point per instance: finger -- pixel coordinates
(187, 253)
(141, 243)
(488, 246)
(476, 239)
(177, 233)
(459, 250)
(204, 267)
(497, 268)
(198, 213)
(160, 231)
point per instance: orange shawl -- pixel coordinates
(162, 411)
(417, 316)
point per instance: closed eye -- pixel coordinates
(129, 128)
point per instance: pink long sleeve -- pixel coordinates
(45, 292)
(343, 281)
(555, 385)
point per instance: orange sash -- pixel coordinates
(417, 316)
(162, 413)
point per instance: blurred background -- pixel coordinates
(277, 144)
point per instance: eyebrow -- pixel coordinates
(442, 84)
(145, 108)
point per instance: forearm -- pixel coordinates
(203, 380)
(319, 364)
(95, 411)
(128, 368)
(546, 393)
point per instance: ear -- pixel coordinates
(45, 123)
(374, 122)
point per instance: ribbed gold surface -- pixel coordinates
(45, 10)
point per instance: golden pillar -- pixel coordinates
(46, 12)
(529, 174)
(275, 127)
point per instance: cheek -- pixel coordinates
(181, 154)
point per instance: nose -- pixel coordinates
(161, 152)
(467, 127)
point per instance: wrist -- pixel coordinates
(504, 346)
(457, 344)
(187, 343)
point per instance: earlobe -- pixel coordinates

• • • • • • •

▶ **Stated exercise**: From the records above, extract each line exactly as shown.

▶ **Final result**:
point per instance: finger -- pixel coordinates
(187, 253)
(141, 243)
(488, 246)
(476, 239)
(177, 233)
(459, 250)
(204, 267)
(497, 268)
(198, 213)
(160, 231)
point per instance: orange shawl -- pixel coordinates
(162, 411)
(417, 316)
point per instance: closed eye -- pixel coordinates
(129, 128)
point per instance: pink long sleeve -- pixel coordinates
(45, 292)
(343, 281)
(555, 385)
point per instance: orange sash -- pixel coordinates
(417, 316)
(162, 413)
point per instance: blurred background -- pixel coordinates
(277, 144)
point per instance: eyebrow -- pixel coordinates
(442, 84)
(145, 108)
point per instance: forearm -- pixel coordinates
(203, 380)
(319, 364)
(95, 411)
(128, 368)
(546, 393)
point per instance: ear -- pixel coordinates
(45, 123)
(374, 122)
point per instance: ribbed gold surface -- pixel coordinates
(45, 10)
point per instance: golden pillar -- pixel coordinates
(46, 12)
(529, 174)
(275, 127)
point per instance: cheek -- pixel coordinates
(181, 154)
point per instance: nose -- pixel coordinates
(161, 152)
(467, 127)
point per instance: wrist -- pixel coordinates
(504, 346)
(457, 344)
(187, 343)
point per instance: earlobe -- pixel coordinates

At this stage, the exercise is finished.